* [The request]:
Collect every line in the items below that contains the word "medal", and copy each one out in full.

----- Supplied data

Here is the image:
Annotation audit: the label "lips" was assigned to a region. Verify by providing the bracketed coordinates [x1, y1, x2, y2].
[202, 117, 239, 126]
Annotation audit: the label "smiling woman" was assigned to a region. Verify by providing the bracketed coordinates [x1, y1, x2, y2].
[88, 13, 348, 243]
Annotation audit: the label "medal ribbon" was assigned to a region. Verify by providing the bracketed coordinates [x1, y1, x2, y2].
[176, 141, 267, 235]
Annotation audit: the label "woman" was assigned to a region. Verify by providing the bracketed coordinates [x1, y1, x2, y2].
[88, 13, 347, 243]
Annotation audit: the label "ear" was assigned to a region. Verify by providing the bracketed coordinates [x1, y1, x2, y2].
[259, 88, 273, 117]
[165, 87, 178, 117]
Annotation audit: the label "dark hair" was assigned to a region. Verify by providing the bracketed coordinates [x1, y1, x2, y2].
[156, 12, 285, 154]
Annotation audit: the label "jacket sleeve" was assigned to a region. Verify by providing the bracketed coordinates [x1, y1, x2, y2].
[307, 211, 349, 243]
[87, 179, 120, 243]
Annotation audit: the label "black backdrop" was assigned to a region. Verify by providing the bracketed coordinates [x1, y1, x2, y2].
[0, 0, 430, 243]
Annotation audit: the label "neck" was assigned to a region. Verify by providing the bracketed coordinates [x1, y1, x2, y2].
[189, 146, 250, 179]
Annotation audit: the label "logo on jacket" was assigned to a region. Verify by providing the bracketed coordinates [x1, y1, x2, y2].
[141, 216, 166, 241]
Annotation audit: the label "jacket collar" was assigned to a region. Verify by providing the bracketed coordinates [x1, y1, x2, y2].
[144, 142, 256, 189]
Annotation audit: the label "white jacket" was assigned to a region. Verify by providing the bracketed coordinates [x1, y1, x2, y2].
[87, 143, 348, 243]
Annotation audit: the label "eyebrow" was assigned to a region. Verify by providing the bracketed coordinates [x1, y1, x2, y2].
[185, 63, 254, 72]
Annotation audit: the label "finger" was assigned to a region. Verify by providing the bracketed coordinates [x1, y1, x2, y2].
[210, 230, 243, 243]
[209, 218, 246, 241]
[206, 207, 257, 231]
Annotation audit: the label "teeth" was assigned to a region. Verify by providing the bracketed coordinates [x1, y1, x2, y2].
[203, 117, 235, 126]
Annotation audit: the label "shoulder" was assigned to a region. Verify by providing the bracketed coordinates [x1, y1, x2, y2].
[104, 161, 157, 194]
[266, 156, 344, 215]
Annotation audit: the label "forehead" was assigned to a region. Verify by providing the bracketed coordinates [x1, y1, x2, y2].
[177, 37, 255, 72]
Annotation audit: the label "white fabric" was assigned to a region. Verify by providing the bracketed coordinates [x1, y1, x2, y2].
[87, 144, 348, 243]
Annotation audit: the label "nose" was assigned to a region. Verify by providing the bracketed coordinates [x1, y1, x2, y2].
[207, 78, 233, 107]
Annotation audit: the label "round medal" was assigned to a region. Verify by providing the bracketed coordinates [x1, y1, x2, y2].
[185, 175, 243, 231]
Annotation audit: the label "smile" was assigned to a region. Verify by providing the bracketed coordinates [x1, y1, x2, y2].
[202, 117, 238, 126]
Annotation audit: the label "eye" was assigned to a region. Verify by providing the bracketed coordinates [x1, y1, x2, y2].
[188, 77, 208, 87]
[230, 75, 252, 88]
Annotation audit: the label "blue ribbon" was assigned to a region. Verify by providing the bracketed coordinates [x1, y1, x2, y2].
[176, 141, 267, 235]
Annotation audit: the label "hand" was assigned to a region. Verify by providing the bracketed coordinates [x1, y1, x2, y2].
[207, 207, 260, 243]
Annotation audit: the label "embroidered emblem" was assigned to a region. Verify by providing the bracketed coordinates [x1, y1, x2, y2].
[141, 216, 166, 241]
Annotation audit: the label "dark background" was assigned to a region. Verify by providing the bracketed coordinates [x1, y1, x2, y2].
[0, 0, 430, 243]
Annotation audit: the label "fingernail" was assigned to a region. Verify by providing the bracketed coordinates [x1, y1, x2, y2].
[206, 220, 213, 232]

----------
----- Supplied data

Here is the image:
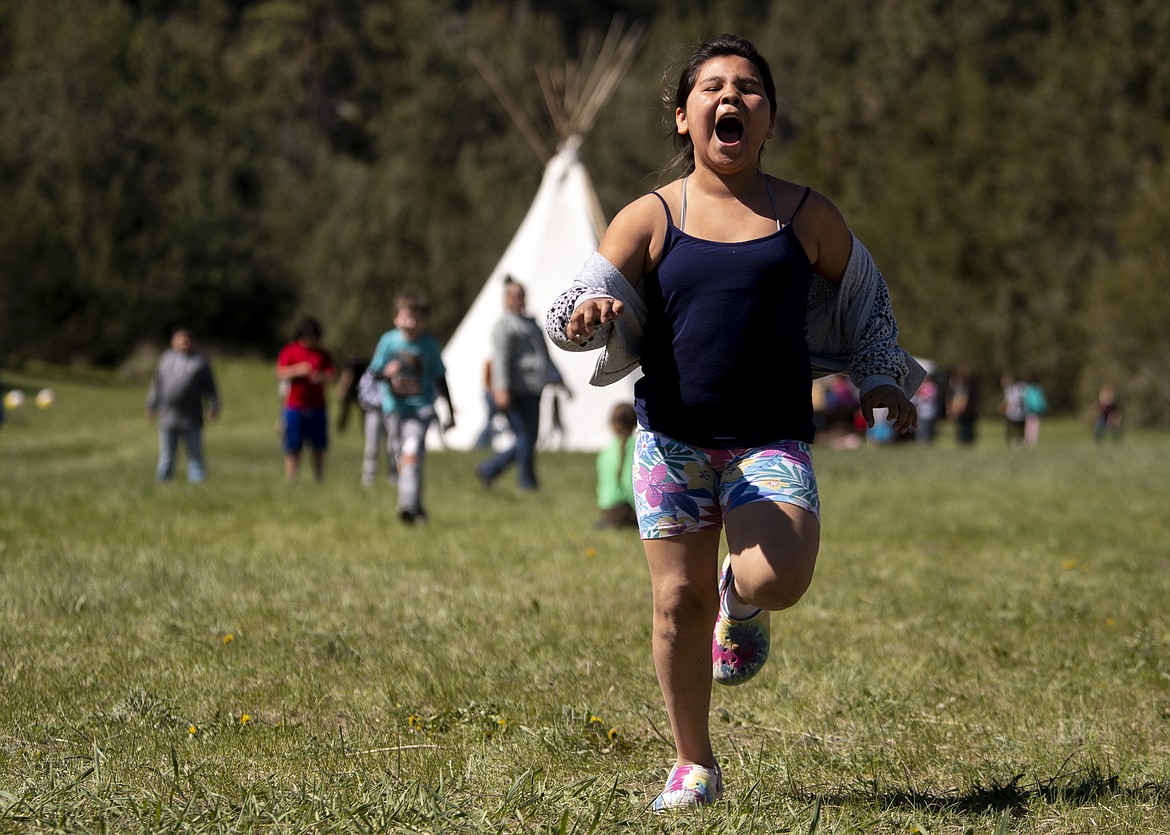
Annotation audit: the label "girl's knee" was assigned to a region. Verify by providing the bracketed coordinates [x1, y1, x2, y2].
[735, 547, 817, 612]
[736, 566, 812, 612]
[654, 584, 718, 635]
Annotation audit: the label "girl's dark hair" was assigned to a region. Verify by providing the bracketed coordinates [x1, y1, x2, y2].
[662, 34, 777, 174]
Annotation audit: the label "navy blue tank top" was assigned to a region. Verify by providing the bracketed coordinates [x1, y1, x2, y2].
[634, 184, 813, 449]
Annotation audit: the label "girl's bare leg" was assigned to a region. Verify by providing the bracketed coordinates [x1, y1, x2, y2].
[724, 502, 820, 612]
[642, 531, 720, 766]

----------

* [Exercise response]:
Annotation audit: the label "medal ribbon" was assigned to a region. Verify by providing the bracketed coordinates [x1, y1, x2, y2].
Annotation audit: the label "round medal" was assigned to a region. Verify by providing the bracketed coordinates [x1, y1, x2, y2].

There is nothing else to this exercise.